━━━ PASSAGE ━━━

I spent many hours on trails reciting the following list in some form or another until I started to believe it. I defined myself so others could not. I let go. I forgave. I healed. And I am still healing. Here is my list, but I invite you to make your own. You might be surprised by what you learn about yourself.

I am Jessica Lee Groves.
I am a woman.
I am a writer.
I am a mother.
I am a runner.
I am a friend.
I am a business owner.
I am a partner.
I am a lover.
I am a teacher.
I am a sister.
I am a PhD.
I am a daughter.
I am a scientist.
I am a mover.
I am strong.
I am resilient.
I am brilliant.
I am beautiful.
I am silly.
I am intelligent.
I am authentic.
I am vulnerable.
I am honest.
I am safe.
I am whole.

━━━ INFORMATION PROVIDED ━━━

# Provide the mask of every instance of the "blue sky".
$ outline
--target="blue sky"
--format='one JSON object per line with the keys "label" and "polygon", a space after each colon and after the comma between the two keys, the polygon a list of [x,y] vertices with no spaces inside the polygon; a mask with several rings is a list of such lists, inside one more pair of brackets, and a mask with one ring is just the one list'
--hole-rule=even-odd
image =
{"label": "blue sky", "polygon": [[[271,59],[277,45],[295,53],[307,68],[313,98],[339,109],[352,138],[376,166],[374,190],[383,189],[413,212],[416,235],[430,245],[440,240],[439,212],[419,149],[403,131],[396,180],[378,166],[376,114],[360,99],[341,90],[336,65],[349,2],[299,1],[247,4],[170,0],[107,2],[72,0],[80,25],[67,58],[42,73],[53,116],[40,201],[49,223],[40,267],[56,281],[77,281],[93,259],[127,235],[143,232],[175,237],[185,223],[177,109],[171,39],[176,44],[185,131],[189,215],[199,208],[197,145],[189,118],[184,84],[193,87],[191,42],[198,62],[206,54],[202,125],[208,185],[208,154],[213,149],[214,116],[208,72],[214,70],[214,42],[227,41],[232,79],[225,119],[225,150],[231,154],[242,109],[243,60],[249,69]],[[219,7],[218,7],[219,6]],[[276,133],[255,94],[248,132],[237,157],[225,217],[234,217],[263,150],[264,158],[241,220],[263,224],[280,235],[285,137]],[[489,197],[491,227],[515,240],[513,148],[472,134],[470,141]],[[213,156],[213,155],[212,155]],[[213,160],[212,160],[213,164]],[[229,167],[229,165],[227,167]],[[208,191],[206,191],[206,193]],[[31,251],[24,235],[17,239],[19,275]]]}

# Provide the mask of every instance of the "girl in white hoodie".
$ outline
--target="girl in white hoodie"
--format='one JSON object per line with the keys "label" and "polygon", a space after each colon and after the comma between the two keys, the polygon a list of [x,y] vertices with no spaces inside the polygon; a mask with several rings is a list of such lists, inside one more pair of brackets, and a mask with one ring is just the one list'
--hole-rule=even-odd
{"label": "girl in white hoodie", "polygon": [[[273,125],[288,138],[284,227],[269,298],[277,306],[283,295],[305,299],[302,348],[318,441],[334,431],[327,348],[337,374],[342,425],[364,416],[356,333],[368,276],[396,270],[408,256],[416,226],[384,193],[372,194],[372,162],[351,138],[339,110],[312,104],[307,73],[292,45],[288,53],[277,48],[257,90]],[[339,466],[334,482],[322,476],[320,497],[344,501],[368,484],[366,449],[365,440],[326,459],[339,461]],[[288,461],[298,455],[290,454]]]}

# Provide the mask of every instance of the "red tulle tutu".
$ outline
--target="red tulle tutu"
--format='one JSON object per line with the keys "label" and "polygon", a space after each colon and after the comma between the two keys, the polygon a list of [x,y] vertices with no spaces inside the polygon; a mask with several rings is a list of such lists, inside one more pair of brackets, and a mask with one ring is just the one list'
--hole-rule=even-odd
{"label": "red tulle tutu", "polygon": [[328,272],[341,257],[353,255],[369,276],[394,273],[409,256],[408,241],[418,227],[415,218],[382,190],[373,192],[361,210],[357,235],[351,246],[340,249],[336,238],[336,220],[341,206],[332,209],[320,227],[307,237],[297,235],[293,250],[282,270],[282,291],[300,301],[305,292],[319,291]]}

━━━

TASKS —
A: Report every line of the entries that contains the string "tulle", treating case as significant.
B: Pick up the self-definition passage after its final line and extend it.
The entries are unrelated to the self-definition passage.

RESULTS BY TASK —
A:
# Provide the mask of every instance of the "red tulle tutu".
--target="red tulle tutu"
{"label": "red tulle tutu", "polygon": [[328,272],[341,257],[353,255],[369,276],[394,273],[409,256],[408,241],[418,227],[415,218],[382,190],[373,192],[361,210],[357,235],[351,246],[340,249],[336,238],[336,220],[341,206],[332,209],[320,227],[307,237],[297,235],[293,250],[282,270],[282,291],[300,301],[305,292],[319,291]]}

B:
I am healing.
I am sober.

I am certain I could come up with more, but you get the idea. Know thyself, love. Reclaim your voice. And for fuck's sake, don't let anyone take it away because they cannot heal. That's on them, not you. It took me over two decades to reclaim my voice, and I am proud of the woman I am. 
I am not perfect, but I am kind and compassionate and loving. And that is a helluva lot.

Blessed be to the one's healing, and peace to those who cannot.